Object pointing dataset rows
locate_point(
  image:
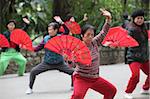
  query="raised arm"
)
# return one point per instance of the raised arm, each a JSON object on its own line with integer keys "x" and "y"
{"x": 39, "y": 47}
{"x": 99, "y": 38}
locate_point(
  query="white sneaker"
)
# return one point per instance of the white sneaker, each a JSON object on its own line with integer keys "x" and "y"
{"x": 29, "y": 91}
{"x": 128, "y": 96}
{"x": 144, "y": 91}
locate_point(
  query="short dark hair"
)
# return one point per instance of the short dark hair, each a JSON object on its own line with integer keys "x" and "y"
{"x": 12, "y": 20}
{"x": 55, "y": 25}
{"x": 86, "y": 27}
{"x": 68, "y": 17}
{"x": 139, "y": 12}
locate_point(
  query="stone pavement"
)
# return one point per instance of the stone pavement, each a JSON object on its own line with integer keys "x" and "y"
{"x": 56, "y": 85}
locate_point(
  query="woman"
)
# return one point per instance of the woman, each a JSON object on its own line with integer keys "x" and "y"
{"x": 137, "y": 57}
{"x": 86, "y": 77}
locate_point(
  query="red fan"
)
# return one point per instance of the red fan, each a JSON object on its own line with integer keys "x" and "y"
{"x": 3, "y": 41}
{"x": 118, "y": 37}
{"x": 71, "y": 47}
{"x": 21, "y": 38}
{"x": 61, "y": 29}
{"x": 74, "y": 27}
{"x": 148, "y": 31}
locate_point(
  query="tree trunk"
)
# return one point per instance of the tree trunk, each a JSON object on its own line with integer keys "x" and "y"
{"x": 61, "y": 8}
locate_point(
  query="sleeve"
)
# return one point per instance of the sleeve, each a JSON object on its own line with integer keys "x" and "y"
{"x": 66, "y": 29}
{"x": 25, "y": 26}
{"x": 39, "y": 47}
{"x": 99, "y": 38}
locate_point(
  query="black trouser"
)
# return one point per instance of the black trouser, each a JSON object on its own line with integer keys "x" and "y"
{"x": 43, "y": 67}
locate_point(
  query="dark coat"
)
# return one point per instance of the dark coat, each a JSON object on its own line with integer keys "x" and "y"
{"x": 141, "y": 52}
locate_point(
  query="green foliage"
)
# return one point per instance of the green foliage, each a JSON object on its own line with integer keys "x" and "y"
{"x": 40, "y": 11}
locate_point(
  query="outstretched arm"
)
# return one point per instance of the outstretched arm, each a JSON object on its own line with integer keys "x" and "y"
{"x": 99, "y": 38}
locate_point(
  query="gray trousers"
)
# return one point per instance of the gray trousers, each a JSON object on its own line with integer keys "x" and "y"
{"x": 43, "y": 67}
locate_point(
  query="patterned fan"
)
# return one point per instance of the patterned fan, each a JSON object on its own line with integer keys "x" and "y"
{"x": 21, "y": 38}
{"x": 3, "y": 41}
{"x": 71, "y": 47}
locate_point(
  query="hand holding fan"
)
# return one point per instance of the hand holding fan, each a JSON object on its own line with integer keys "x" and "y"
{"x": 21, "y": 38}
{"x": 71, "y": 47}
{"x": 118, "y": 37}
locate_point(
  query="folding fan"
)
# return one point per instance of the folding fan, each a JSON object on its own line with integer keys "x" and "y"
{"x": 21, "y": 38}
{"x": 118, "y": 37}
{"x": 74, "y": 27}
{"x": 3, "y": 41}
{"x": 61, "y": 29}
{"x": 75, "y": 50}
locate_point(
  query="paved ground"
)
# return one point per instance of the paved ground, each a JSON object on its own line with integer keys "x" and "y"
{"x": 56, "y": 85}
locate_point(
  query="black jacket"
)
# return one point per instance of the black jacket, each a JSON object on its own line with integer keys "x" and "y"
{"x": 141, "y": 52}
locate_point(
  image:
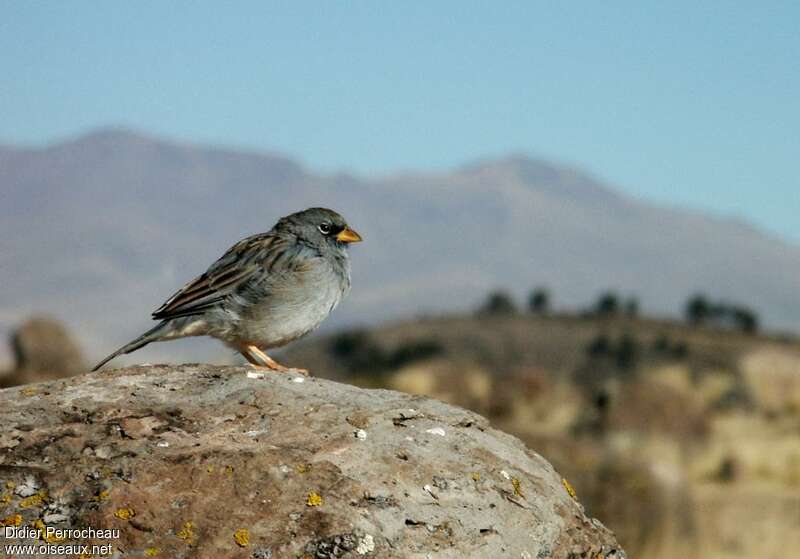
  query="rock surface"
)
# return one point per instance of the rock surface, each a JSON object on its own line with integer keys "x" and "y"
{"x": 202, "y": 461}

Task prompt
Copy the records above exactly, omitting every picture.

Expected output
locate_point(
  image:
  query="raised arm"
)
# return one point per instance of the raised arm, each a JSON object on its own line with integer keys "x" and "y"
{"x": 39, "y": 47}
{"x": 99, "y": 38}
locate_point(
  query="white sneaker"
)
# return one point per instance of the white sneaker, each a JSON object on its own line with integer keys "x" and "y"
{"x": 29, "y": 91}
{"x": 128, "y": 96}
{"x": 144, "y": 91}
locate_point(
  query="short dark hair"
)
# return one point per instance of the short dark hair, each a JSON object on its own line with integer keys "x" and "y"
{"x": 12, "y": 20}
{"x": 55, "y": 25}
{"x": 86, "y": 27}
{"x": 68, "y": 17}
{"x": 139, "y": 12}
locate_point(
  query="stone pavement"
)
# return one point per instance of the stone pavement, each a JSON object on its own line with integer keys "x" and "y"
{"x": 56, "y": 85}
locate_point(
  query="woman"
)
# return one point per instance of the woman, each a JSON object on its own line with integer keys "x" and "y"
{"x": 137, "y": 57}
{"x": 86, "y": 77}
locate_point(
  query="red fan"
)
# return one point per instance of the red fan, each a JSON object on its own line with integer keys "x" and "y"
{"x": 3, "y": 41}
{"x": 118, "y": 37}
{"x": 71, "y": 47}
{"x": 21, "y": 38}
{"x": 61, "y": 29}
{"x": 74, "y": 27}
{"x": 148, "y": 31}
locate_point(
  query="tree trunk"
)
# return one point per instance of the tree trunk, each a JSON object on its own line with integer keys "x" and "y"
{"x": 61, "y": 8}
locate_point(
  query="sleeve"
)
# return one point per instance of the sleeve, each a JSON object on its own line with integer keys "x" and "y"
{"x": 66, "y": 29}
{"x": 25, "y": 26}
{"x": 39, "y": 47}
{"x": 99, "y": 38}
locate_point(
  query="black trouser"
)
# return one point per instance of the black trouser, each a JSON object on its own line with integer keys "x" and "y"
{"x": 43, "y": 67}
locate_point(
  query="dark coat"
)
# return one point per instance of the dark coat, each a JSON object on its own line with integer keys "x" and "y"
{"x": 141, "y": 52}
locate_point(
  query="green foliage"
)
# return one point per instance of the green foliage, each a JSON object on its own line with integer keys "x" and "y"
{"x": 40, "y": 11}
locate_point(
  query="outstretched arm"
)
# return one point per instance of the outstretched arm, each a JSON object on its own line with integer keys "x" and "y"
{"x": 99, "y": 38}
locate_point(
  query="gray trousers"
)
# return one point per instance of the gray trousers, each a JSON object on its own line with integer keys "x" and "y"
{"x": 43, "y": 67}
locate_point(
  query="patterned fan"
)
# return one point per instance of the patterned fan, each a JSON object on its own line with integer keys "x" and "y"
{"x": 21, "y": 38}
{"x": 3, "y": 41}
{"x": 71, "y": 47}
locate_point(
  query="hand holding fan"
)
# return one point per instance of the hand holding fan, each a JSON object on its own line with integer keys "x" and "y"
{"x": 21, "y": 38}
{"x": 71, "y": 47}
{"x": 118, "y": 37}
locate_point(
  query="folding fan"
)
# return one point per instance of the folding fan, each a JSON object on its own line with integer keys "x" and "y"
{"x": 21, "y": 38}
{"x": 118, "y": 37}
{"x": 74, "y": 27}
{"x": 3, "y": 41}
{"x": 61, "y": 29}
{"x": 75, "y": 50}
locate_point(
  query="paved ground"
)
# return one point per instance of the paved ground, each a JSON object on its own line with integer keys "x" and "y"
{"x": 56, "y": 85}
locate_point(
  query="black jacket"
)
# return one point per instance of the black jacket, each a JSON object on its own line with integer keys "x" and "y"
{"x": 141, "y": 52}
locate_point(
  image:
  query="rock surface"
)
# return one point per instance of the rock surface, each a JSON object on its own line with integer keys "x" and "y"
{"x": 202, "y": 461}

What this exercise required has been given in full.